## Goal of the exercise:
Return every one of the items below verbatim, reproducing each line without any alteration.

## Material:
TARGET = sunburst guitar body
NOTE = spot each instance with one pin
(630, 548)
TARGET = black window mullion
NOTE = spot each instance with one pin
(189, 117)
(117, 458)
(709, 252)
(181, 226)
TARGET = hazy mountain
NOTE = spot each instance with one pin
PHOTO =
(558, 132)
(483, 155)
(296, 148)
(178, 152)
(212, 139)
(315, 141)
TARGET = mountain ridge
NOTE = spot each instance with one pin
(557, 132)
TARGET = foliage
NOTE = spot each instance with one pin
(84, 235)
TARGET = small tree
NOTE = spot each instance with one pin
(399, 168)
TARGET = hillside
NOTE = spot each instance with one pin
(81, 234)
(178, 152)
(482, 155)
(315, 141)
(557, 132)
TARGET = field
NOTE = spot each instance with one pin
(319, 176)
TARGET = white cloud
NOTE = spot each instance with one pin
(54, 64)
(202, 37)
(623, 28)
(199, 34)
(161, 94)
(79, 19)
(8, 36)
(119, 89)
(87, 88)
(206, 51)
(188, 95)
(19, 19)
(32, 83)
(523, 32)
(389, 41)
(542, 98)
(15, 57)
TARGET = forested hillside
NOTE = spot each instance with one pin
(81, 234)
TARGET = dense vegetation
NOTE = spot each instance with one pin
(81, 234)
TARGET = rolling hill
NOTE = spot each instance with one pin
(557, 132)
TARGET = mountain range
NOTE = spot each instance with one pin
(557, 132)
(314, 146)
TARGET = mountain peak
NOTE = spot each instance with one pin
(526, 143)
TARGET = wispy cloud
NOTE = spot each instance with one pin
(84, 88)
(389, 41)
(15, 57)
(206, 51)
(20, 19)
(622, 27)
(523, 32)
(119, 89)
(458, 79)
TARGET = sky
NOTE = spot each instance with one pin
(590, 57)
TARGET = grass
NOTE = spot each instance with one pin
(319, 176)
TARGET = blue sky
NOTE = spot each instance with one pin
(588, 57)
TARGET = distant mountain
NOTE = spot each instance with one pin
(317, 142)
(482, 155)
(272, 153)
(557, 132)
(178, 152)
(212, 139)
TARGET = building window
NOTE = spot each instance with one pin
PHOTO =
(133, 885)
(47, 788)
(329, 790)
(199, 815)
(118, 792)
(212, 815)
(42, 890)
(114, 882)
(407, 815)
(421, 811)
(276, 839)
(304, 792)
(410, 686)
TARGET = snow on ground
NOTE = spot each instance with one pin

## The result:
TARGET = sunburst guitar body
NOTE = spot each instance with one pin
(630, 548)
TARGET = black window mullion
NOTE = spot each instance with one pin
(189, 117)
(117, 458)
(709, 252)
(181, 226)
TARGET = hazy mountain
NOTE = spot each instance with one pin
PHOTO =
(558, 132)
(483, 155)
(296, 148)
(178, 152)
(212, 139)
(315, 141)
TARGET = mountain ridge
NOTE = spot each instance with one pin
(557, 132)
TARGET = foliage
NOTE = spot each instance with one pin
(84, 235)
TARGET = small tree
NOTE = spot each instance with one pin
(399, 168)
TARGET = hillside
NOTE = spot each instance with one pin
(81, 234)
(178, 152)
(482, 155)
(315, 141)
(557, 132)
TARGET = field
NOTE = spot each instance with one pin
(319, 176)
TARGET = white cloud
NOTE = spot each instance with one pin
(54, 64)
(202, 37)
(623, 28)
(199, 34)
(161, 94)
(79, 19)
(8, 36)
(119, 89)
(87, 88)
(206, 51)
(188, 95)
(19, 19)
(32, 83)
(523, 32)
(389, 41)
(542, 98)
(15, 57)
TARGET = forested hillside
NOTE = spot each instance with one pin
(81, 234)
TARGET = dense vegetation
NOTE = spot each instance with one pin
(81, 234)
TARGET = rolling hill
NOTE = spot each instance with one pin
(557, 132)
TARGET = mountain range
NOTE = spot each instance with one pin
(557, 132)
(314, 146)
TARGET = mountain peak
NOTE = spot each instance with one pin
(526, 143)
TARGET = wispy cloud
NOTE = spot each instance with one pin
(84, 88)
(389, 41)
(15, 57)
(206, 51)
(20, 19)
(622, 27)
(523, 32)
(119, 89)
(458, 79)
TARGET = sky
NOTE = spot each instance with one pin
(590, 57)
TARGET = grass
NOTE = spot each instance with one pin
(319, 176)
TARGET = blue sky
NOTE = spot each instance with one pin
(588, 57)
TARGET = distant mountain
NOTE = spot each instance with one pin
(317, 142)
(482, 155)
(272, 153)
(557, 132)
(178, 152)
(212, 139)
TARGET = building window
NOTE = spot each instance with one pin
PHOTO =
(133, 885)
(47, 788)
(329, 790)
(199, 815)
(118, 792)
(212, 815)
(42, 890)
(114, 882)
(407, 815)
(421, 811)
(276, 839)
(304, 792)
(410, 686)
TARGET = snow on ground
NOTE = spot each instance with one pin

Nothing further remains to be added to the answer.